Pembegalan Konstitusi Demokrasi
Oleh: Dr. Antoninus Benny Susetyo
Pakar Komunikasi Politik
Demokrasi Indonesia Kembali berada di ambang krisis serius saat Badan Legislasi (Baleg) DPR RI dengan berani menentang Putusan Mahkamah Konstitusi (MK) Nomor 70/PUU-XXII/2024. Alih-alih menjalankan peran konstitusionalnya untuk menjaga supremasi hukum, DPR justru melangkah lebih jauh dengan menolak putusan yang seharusnya menjadi dasar hukum tertinggi.
Keputusan ini tidak sekadar mencerminkan penolakan terhadap batas usia calon kepala daerah, tetapi lebih dalam dari itu, mengisyaratkan adanya pengkhianatan terhadap cita-cita proklamasi dan kedaulatan rakyat yang menjadi fondasi negara ini.

Daftar Tugas >>
1. Menurut teks opini ini, putusan MK bernomor berapa yang ditentang oleh Baleg DPR RI?
2. Salin dengan tepat bagian teks opini ini mulai dari "Pembegalan Konstitusi Demokrasi" sampai dengan "fondasi negara ini.".

Baris yang Ditampilkan >>
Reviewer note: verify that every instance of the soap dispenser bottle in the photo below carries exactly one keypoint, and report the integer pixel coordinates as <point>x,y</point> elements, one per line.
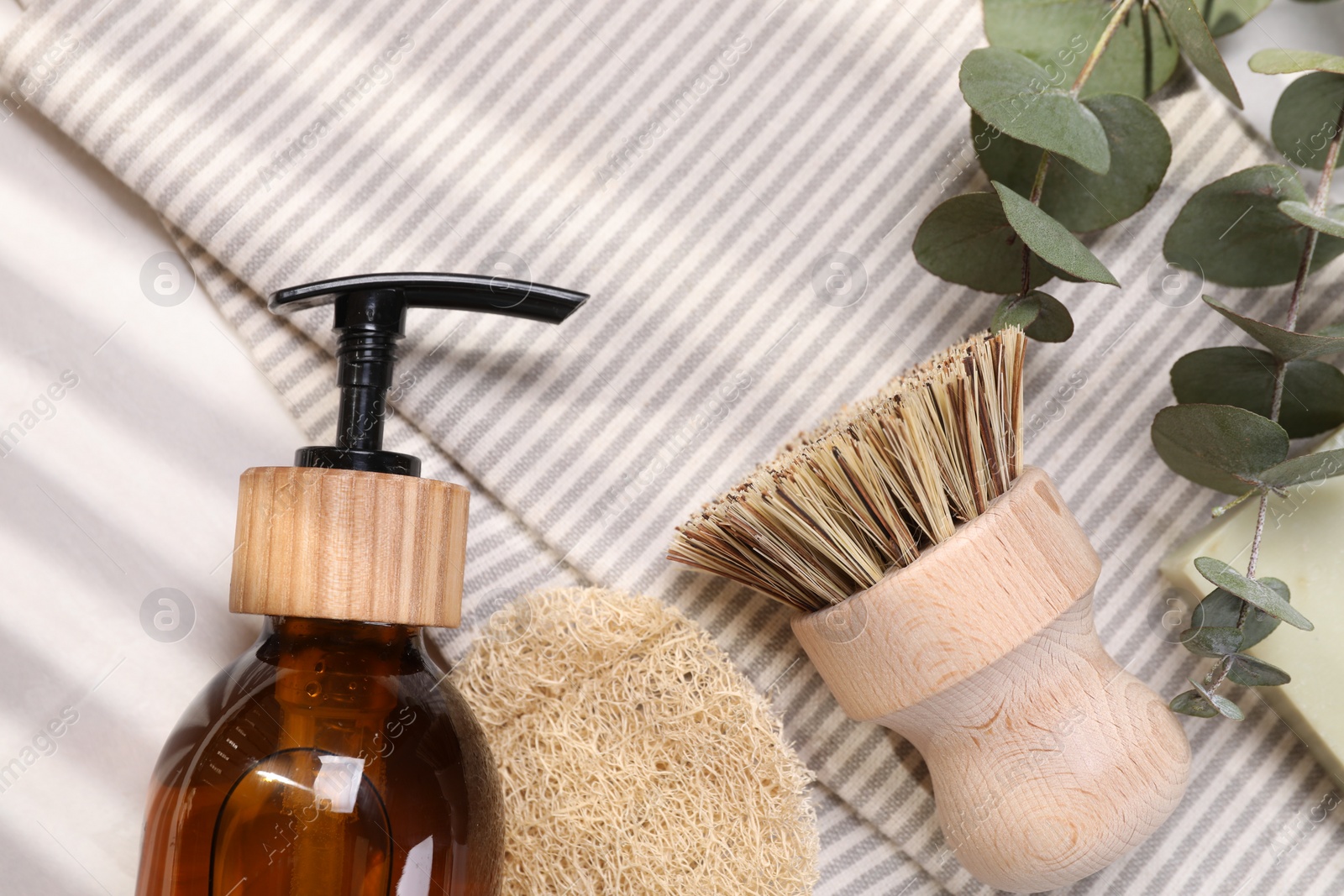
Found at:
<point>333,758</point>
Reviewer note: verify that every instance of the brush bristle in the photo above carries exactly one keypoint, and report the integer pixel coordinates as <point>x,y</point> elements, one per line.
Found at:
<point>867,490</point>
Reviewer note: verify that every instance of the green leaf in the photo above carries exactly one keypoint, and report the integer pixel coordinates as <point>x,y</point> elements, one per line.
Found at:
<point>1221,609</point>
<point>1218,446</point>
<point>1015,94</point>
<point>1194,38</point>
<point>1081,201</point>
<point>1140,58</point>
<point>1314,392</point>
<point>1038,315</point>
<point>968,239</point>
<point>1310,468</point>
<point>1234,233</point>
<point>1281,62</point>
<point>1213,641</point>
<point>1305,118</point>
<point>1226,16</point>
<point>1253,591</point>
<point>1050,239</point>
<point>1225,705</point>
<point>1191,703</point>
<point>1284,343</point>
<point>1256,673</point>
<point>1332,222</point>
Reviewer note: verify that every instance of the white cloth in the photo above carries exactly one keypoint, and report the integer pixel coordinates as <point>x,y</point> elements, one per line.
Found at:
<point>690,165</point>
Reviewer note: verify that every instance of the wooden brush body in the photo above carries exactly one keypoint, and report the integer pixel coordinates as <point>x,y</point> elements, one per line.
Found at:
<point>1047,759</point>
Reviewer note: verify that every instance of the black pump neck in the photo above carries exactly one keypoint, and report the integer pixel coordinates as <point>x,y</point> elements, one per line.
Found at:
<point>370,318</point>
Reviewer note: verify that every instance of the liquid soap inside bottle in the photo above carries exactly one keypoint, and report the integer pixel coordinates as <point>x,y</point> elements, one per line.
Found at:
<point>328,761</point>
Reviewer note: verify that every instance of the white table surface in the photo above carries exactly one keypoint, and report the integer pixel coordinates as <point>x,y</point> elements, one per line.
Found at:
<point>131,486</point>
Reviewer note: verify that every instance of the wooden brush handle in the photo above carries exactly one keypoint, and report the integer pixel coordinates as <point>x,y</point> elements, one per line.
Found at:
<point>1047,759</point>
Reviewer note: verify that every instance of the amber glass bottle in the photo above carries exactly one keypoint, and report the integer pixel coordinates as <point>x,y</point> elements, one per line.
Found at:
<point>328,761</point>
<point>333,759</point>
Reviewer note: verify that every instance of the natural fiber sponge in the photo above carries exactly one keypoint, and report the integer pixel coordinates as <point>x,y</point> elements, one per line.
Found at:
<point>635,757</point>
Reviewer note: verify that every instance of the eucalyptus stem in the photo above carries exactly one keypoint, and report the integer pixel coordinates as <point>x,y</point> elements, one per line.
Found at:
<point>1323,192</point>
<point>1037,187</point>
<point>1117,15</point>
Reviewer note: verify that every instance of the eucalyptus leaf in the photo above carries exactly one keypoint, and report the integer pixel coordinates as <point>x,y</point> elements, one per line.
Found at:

==

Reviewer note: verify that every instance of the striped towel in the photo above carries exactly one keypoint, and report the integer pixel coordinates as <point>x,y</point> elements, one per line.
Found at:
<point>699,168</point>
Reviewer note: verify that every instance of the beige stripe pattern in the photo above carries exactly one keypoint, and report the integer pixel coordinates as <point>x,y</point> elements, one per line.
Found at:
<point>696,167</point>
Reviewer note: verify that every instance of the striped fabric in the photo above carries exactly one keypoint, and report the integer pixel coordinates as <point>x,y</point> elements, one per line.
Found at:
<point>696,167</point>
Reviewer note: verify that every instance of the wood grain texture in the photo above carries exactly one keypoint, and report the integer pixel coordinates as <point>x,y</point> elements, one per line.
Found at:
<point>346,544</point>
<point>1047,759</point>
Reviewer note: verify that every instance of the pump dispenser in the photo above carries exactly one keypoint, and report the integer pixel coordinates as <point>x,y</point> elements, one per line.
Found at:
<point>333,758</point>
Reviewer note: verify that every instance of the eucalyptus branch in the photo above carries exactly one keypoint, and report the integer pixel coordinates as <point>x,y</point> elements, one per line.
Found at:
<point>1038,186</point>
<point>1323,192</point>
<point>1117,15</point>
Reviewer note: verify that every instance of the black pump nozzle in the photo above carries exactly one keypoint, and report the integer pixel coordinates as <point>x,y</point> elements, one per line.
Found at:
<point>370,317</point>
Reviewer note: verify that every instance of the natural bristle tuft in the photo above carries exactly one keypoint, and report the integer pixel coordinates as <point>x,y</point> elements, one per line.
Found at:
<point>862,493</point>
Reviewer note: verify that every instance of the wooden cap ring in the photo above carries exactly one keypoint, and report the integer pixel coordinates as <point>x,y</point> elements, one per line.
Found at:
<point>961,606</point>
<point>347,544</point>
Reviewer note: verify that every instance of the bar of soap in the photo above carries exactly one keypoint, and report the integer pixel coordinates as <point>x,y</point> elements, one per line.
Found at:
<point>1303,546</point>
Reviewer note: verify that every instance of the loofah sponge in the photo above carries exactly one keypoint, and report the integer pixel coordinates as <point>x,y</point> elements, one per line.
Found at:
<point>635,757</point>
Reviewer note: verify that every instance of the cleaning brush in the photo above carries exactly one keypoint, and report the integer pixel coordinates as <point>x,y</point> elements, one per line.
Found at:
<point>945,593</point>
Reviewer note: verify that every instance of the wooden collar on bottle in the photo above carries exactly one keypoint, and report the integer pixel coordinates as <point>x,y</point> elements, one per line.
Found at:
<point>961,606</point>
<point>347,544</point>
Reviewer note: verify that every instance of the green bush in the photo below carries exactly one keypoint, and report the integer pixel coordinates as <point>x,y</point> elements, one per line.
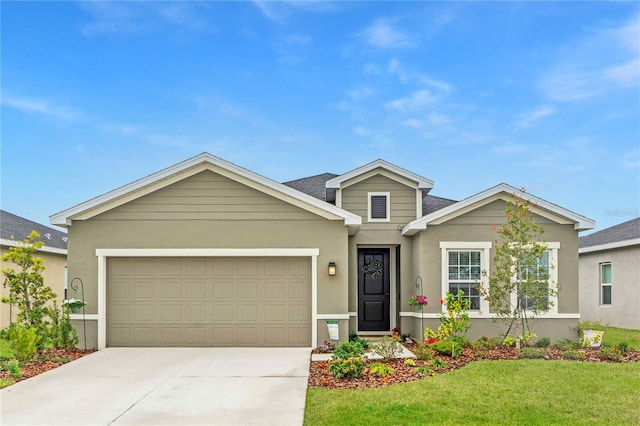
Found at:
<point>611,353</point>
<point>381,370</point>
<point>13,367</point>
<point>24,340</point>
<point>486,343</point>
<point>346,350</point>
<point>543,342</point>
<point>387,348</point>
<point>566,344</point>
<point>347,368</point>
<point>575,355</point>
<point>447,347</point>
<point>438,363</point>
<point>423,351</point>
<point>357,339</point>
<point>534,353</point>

Hasil Pengerjaan Tugas >>
1. Putusan Mahkamah Konstitusi Nomor 70/PUU-XXII/2024.

2.
Pembegalan Konstitusi Demokrasi
Oleh: Dr. Antoninus Benny Susetyo
Pakar Komunikasi Politik
Demokrasi Indonesia Kembali berada di ambang krisis serius saat Badan Legislasi (Baleg) DPR RI dengan berani menentang Putusan Mahkamah Konstitusi (MK) Nomor 70/PUU-XXII/2024. Alih-alih menjalankan peran konstitusionalnya untuk menjaga supremasi hukum, DPR justru melangkah lebih jauh dengan menolak putusan yang seharusnya menjadi dasar hukum tertinggi.
Keputusan ini tidak sekadar mencerminkan penolakan terhadap batas usia calon kepala daerah, tetapi lebih dalam dari itu, mengisyaratkan adanya pengkhianatan terhadap cita-cita proklamasi dan kedaulatan rakyat yang menjadi fondasi negara ini.